■ **Problem to solve**:
Repeat the stretch of entries below from the line with "</instance>" through the line with "positive clicks: (412, 565)". Include both ends and add nothing.

■ **Records for this exercise**:
^^^^^^^^^^^^^^^^

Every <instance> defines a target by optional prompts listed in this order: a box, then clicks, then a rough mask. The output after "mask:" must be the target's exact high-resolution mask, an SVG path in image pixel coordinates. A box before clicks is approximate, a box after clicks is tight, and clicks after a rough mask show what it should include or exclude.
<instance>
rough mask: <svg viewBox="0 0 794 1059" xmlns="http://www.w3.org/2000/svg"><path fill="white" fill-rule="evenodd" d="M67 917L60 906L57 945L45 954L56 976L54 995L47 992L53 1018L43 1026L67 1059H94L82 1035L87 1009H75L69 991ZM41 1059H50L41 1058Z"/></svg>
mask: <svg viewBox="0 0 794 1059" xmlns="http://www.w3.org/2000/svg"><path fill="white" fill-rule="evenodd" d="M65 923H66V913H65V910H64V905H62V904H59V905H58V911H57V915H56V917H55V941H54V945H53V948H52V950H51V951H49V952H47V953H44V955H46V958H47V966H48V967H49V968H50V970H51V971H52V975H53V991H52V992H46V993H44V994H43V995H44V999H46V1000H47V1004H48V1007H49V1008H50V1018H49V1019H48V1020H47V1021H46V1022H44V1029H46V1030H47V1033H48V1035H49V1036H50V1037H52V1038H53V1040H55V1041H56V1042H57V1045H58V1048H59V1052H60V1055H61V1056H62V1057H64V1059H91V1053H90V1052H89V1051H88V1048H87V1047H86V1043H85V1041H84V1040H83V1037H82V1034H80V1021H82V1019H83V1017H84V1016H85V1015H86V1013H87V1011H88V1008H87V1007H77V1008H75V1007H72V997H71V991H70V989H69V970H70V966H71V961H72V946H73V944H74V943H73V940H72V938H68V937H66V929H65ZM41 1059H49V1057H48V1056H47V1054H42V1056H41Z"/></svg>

^^^^^^^^^^^^^^^^

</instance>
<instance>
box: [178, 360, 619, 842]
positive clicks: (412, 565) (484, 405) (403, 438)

^^^^^^^^^^^^^^^^

■ **Written response**:
</instance>
<instance>
box: [178, 360, 619, 842]
positive clicks: (412, 565) (484, 405) (403, 438)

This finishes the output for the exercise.